▼
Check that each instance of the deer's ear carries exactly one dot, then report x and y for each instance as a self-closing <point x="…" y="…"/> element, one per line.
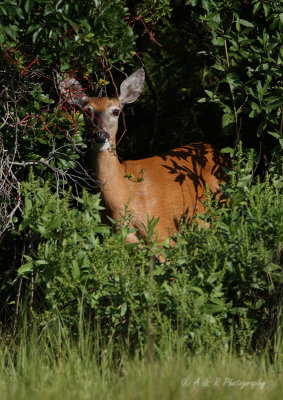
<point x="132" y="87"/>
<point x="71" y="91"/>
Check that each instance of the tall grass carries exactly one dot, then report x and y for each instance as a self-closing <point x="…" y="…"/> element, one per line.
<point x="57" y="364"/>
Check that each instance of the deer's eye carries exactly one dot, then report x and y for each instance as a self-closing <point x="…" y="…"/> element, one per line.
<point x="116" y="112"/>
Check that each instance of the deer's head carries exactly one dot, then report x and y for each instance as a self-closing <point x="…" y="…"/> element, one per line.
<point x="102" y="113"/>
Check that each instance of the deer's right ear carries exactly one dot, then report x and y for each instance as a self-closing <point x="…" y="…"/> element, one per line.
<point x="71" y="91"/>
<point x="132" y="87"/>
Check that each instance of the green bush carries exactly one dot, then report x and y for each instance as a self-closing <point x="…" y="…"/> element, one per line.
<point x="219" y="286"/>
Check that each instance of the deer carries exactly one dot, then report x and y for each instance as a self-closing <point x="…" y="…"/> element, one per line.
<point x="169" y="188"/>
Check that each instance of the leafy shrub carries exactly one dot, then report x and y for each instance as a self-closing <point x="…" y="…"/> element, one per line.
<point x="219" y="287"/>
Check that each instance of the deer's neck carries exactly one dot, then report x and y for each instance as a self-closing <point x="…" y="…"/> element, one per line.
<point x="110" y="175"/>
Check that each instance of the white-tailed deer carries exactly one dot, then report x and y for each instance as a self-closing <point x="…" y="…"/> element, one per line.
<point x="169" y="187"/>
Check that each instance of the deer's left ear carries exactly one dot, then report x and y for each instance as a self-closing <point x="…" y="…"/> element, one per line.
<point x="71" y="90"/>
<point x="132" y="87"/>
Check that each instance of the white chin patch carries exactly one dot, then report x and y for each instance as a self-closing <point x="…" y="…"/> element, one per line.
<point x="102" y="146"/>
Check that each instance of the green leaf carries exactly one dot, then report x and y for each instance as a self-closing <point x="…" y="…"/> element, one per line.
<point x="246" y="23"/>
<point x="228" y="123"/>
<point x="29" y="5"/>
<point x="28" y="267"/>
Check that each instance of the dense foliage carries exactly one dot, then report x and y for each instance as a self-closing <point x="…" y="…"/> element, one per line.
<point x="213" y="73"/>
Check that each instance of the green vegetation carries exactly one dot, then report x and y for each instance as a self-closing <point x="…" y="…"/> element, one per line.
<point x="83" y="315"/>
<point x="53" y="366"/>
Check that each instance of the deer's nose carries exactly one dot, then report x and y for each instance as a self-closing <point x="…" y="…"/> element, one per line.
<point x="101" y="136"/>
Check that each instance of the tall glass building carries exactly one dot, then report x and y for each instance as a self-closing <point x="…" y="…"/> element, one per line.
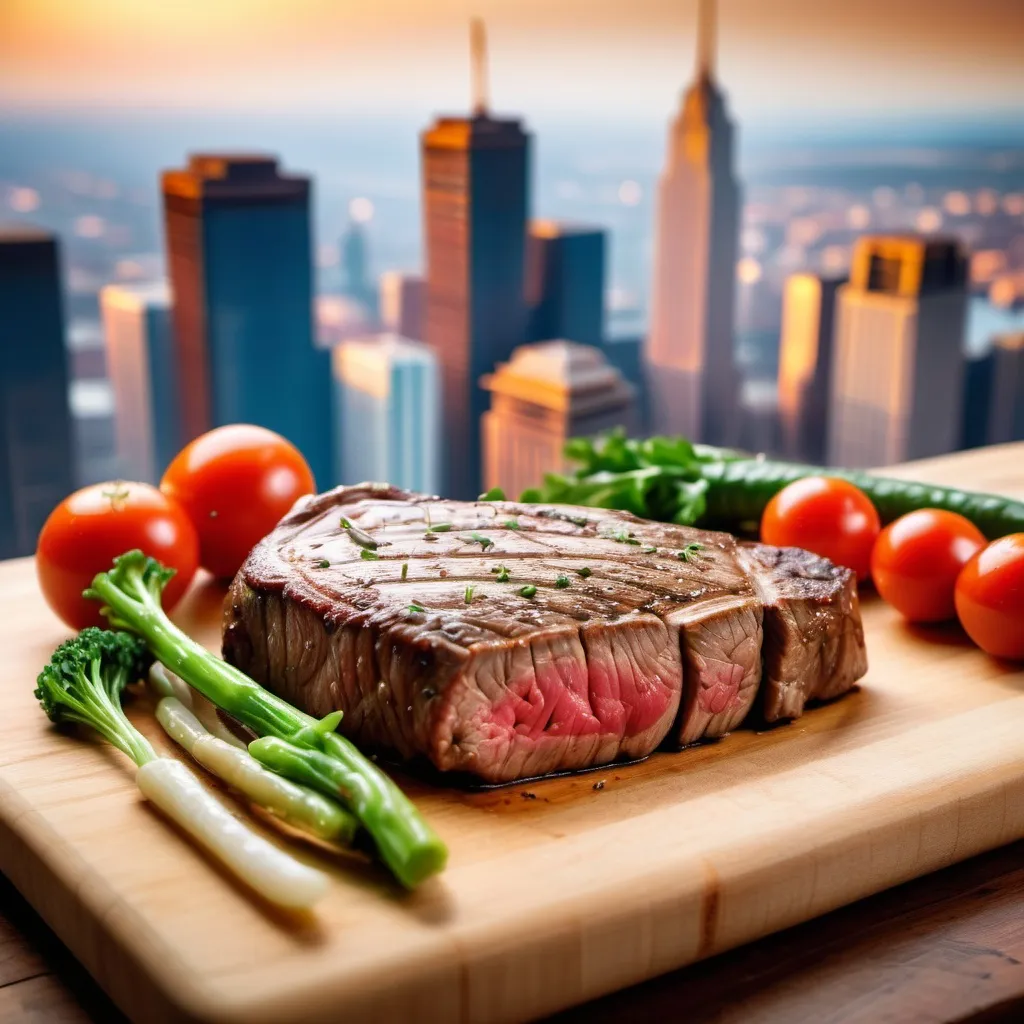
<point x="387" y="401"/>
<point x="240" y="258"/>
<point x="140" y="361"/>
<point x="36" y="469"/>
▲
▼
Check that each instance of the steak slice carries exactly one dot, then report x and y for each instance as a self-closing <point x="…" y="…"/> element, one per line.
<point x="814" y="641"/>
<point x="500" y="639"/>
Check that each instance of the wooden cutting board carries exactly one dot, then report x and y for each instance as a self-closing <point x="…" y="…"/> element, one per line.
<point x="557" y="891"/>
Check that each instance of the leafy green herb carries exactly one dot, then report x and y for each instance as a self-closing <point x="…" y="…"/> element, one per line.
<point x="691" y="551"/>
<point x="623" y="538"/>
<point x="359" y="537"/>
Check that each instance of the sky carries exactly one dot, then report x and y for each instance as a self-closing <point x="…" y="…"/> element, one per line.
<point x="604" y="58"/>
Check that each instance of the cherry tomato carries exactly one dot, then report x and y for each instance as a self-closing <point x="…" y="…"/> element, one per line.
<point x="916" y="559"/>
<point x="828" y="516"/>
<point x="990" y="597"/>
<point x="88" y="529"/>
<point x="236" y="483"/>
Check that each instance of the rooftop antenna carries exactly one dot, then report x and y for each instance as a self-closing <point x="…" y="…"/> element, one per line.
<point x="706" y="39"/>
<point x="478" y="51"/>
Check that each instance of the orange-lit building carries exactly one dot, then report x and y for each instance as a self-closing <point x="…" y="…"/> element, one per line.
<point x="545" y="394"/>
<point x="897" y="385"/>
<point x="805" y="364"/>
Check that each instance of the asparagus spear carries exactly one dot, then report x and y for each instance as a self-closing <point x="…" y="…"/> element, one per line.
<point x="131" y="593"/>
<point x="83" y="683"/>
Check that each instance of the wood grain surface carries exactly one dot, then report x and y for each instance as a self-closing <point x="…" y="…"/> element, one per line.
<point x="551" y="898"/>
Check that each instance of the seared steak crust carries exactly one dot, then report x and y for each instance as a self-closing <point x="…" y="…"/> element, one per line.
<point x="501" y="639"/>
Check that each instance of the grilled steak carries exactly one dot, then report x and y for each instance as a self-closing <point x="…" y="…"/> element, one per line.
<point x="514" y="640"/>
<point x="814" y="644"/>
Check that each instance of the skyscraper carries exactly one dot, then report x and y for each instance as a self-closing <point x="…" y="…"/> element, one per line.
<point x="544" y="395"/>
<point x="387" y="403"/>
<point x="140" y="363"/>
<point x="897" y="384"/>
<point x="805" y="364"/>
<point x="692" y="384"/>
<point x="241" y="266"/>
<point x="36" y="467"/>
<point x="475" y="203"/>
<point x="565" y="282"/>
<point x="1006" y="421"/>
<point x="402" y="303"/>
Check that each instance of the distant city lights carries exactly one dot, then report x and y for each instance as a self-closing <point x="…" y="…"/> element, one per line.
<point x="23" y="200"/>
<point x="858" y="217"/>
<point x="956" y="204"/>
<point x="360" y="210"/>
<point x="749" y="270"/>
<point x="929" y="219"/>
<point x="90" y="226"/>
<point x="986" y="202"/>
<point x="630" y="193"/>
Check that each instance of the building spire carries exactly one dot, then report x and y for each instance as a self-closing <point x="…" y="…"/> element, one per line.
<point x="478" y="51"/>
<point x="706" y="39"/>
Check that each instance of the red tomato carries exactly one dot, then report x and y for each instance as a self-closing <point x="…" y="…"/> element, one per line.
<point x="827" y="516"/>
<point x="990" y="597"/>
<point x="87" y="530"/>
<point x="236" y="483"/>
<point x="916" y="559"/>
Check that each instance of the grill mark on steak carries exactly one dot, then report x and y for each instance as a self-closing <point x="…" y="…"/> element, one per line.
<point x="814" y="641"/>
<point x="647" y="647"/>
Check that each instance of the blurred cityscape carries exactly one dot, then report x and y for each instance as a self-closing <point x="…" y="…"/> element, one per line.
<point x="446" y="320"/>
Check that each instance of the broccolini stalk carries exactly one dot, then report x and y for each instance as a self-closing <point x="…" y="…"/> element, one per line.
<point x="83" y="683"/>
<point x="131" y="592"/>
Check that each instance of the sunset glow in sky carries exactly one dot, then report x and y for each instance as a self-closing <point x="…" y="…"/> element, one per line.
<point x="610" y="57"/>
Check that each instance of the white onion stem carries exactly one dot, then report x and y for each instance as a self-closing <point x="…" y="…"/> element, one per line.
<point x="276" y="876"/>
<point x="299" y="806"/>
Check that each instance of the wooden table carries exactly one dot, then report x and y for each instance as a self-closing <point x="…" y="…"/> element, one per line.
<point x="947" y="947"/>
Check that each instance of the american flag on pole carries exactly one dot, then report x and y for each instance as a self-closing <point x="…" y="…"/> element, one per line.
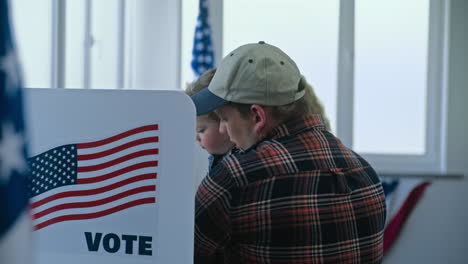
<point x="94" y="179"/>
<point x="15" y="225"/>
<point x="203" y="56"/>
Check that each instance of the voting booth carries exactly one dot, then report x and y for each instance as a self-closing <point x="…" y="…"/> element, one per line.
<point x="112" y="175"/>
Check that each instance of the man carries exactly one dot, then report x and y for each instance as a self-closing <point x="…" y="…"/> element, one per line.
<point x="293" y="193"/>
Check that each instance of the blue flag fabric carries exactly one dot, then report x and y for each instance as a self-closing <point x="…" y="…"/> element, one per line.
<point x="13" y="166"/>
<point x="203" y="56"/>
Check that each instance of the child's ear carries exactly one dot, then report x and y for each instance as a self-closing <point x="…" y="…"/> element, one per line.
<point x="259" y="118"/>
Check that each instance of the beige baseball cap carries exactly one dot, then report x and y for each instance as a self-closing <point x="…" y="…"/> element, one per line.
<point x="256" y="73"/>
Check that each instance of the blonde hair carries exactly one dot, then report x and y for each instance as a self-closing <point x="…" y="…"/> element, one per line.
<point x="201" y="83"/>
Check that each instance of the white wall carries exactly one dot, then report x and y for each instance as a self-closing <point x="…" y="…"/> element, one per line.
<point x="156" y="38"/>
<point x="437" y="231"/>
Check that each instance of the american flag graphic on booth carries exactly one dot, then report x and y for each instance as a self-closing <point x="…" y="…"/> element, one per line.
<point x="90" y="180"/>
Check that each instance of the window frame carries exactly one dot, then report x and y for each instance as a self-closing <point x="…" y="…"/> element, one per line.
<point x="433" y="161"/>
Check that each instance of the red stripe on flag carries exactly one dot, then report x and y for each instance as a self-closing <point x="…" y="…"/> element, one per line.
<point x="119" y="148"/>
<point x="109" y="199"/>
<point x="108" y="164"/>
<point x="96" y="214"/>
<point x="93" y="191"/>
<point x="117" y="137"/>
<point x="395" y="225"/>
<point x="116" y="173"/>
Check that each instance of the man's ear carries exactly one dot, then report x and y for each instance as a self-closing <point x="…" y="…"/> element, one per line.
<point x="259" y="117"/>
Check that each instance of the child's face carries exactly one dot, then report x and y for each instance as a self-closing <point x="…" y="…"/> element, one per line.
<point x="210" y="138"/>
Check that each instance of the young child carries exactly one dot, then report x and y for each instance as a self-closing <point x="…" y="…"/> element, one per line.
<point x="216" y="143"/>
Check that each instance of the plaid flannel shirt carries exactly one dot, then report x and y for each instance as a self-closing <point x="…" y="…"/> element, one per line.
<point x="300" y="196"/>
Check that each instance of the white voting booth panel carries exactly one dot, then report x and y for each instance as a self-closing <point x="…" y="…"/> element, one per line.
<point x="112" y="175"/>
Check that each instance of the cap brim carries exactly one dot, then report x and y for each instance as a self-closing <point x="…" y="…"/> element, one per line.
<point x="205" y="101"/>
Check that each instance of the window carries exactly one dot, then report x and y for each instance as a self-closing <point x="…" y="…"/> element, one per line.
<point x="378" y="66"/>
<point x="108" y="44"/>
▲
▼
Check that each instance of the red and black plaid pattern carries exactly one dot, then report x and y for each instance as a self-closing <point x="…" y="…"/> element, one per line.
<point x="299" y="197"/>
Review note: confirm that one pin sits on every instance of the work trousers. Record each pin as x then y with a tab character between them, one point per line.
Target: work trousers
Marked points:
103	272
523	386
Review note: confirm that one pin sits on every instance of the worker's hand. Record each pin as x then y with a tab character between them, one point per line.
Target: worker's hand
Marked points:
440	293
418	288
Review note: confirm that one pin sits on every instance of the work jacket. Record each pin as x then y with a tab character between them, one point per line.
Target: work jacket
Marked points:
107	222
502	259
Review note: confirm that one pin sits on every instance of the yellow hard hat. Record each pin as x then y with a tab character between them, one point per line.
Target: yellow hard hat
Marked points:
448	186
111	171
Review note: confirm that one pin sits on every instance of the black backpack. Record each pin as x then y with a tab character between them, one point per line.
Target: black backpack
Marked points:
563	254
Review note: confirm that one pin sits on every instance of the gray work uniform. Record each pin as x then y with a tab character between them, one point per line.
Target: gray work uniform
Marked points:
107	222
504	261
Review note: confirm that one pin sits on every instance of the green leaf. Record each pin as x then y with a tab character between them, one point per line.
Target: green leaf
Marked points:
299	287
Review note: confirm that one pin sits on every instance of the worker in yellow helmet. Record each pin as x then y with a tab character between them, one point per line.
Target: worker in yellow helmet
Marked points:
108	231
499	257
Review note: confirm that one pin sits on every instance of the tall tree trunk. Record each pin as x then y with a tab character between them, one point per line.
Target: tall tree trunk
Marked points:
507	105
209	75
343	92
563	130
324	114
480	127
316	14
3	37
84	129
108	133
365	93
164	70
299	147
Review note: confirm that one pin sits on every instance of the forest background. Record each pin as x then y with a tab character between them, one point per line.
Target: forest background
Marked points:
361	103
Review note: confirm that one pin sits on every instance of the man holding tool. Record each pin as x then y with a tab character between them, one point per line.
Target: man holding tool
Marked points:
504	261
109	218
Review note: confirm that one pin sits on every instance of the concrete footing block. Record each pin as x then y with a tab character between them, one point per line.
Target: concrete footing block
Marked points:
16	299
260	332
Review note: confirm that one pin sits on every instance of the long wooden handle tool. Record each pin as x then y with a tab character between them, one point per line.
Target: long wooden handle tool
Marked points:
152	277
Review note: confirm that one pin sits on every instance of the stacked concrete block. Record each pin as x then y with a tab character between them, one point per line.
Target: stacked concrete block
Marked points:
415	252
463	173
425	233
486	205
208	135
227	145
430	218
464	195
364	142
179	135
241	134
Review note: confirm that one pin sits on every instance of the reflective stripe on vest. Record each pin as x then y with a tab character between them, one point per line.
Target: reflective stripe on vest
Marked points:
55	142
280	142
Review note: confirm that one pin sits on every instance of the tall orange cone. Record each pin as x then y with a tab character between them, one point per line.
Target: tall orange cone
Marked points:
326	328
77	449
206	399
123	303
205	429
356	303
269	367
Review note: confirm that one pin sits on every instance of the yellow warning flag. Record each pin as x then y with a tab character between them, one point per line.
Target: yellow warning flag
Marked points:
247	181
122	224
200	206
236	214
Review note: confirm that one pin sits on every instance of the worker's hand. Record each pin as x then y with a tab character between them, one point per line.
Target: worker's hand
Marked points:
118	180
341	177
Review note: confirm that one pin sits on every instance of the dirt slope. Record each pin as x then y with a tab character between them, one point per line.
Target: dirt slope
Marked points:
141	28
▲
▸ Exercise instructions: Taking the line with "Check that each instance of the red and" as the first and the line with "the worker in" as the last, retype that stretch of the data above exactly, with no other lines.

▸ Output for this task:
Check that each instance of the red and black plaid pattern carries exactly one dot, then report x and y for each instance as a self-closing <point x="…" y="…"/> element, one per line.
<point x="299" y="197"/>
Review note: confirm that one pin sits on every instance of the work trousers. Record each pin as x then y with a tab character between them, one point per line.
Target: work trousers
Marked points:
103	272
523	386
Review note: confirm that one pin sits on every instance of the worker's hand. Record each pin as x then y with a tab character between them, one point per line.
Target: worker's hand
Marked points:
440	293
418	288
Review note: confirm that one pin sits on every instance of the work jacket. Record each pin as x then y with a tab character between them, one point per line.
Target: work jacket
Marked points:
107	222
502	259
Review note: confirm that one pin sits on every instance of the yellow hard hat. Record each pin as x then y with a tab character between them, one point per line.
Target: yellow hard hat
Marked points:
448	186
111	171
Review note: confirm that one pin sits on every instance of the black backpack. Record each pin as x then y with a tab character between them, one point per line.
Target: black backpack
Marked points:
563	254
Review note: confirm that one pin sits on every instance of the gray work uniform. Record each pin as x then y with a tab character between them, one point per line.
Target: gray work uniform
Marked points:
107	222
504	261
Review note: confirm that one pin sits on every instance of the green leaf. Record each pin as x then y with a tab character between them, one point per line.
Target: green leaf
Marked points:
299	287
Review note: confirm that one pin sits on every instance of the worker in yellow helmet. Record each pin as x then y with a tab character between them, one point per line.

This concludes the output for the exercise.